Intra-African solidarity, Morocco matches words with action
Since King Mohammed VI ascended the Throne, Morocco has been showing Africa the way for south-south cooperation and win-win intra-African partnerships by taking initiatives on the ground matching its Africa policy discourse.
The recent such initiative was the helping hand extended by Moroccan state-owned phosphates and fertilizers company OCP which offered African countries 550,000 tons of fertilizers, of which 180,000 tons took the form of a donation and 370,000 to be sold at discounted prices.
This initiative takes place in a context where the African continent struggles with soaring fertilizers prices in the international market where costs have quadrupled.
Prior to this fertilizers relief program by the OCP, which will amount to 16% of Africa’s fertilizers needs this year, Morocco made sure to dedicate 20% of its fertilizers exports to Africa although it could have shifted such quantities to Brazil or Asia where customers are willing to pay a higher price.
Besides, OCP is investing to improve the production capacities of key African countries to reduce their dependence on imports. In Nigeria and Ethiopia in particular, OCP is planning investments totaling $8 bln to build giant factories that will supply local and regional markets.
Morocco has also made sure to benefit West African countries as it pushes to meet energy security needs. Moroccan renewable energy companies such as Nareva are helping African countries with renewables.
Morocco’s gas strategy puts West African economic integration at the forefront of its interests. The pipeline that Morocco plans to build with Nigeria will channel gas to West African countries up to Morocco with a potential to export to Europe.
The Nigerian President Buhari has called on the EU and the UK recently to back the pipeline and the president of the African development bank has said it was negotiating with Rabat the means to finance it.
Infrastructure development in Africa requires money! Moroccan banks, thanks to their network in Africa, are well-positioned to act as a gateway for facilitating access to funding for African projects.
Morocco’s three largest banks Attijariwafa Bank, BCP and BOA all have subsidiaries offering universal and investment banking services.
Morocco is already involved in building numerous infrastructure projects across Africa. In Abidjan the large-scale project to rehabilitate a tourist hub in the capital on the Coccodi bay is run by a Moroccan state-owned company.
During the Ebola health crisis, Morocco’s flag carrier RAM was the only airline serving the Ebola-hit countries of West Africa when all other companies suspended flights.
With the outbreak of the Covid-19 pandemic, Morocco dispatched airplanes to most African countries distributing locally-made face masks, protective gear and medical supplies.
Morocco has also helped Africa address security challenges by sending its troops as part of UN peacekeeping missions to DRC, Cote D’Ivoire and now Central African Republic, where many Moroccan soldiers died in service.
In the same vein, Morocco has made all the international events and summits it hosts a podium to champion Africa’s causes including security, migration, finance and culture.
Building on centuries old religious and cultural ties with West Africa, Morocco helped many Sub-Saharan nations address root causes of terrorism by hosting and training African Imams in Rabat and setting up an association of African Ulema to champion the lofty values of Islam and fight extremism.
Morocco’s multi-pronged soft-power actions in Africa and its leadership of south-south cooperation in the continent gave the country diplomatic foothold and influence and convinced many African nations to give up their cold-war glasses in looking at the Algeria-sponsored conflict over the Sahara.
Now 27 countries, mostly African, have opened consulates in the Sahara region, effectively recognizing Morocco’s sovereignty over the territory, while Morocco keeps winning ground at the African Union because it speaks the same language as brotherly African nations and offers win-win solutions to shared challenges on the continent.

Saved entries
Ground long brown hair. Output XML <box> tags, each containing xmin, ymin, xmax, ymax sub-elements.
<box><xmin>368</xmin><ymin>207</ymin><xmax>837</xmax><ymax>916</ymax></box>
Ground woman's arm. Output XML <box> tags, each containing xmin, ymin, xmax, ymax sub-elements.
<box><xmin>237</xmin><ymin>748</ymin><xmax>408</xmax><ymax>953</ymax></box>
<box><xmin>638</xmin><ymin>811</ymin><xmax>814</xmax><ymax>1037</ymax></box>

* TASK DESCRIPTION: Rewrite the article on Morocco's ties with Africa from "Morocco is already" to "Moroccan state-owned company.", putting "major" in place of "large-scale". The records are not needed for this work.

* RESPONSE TO THIS EXERCISE:
Morocco is already involved in building numerous infrastructure projects across Africa. In Abidjan the major project to rehabilitate a tourist hub in the capital on the Coccodi bay is run by a Moroccan state-owned company.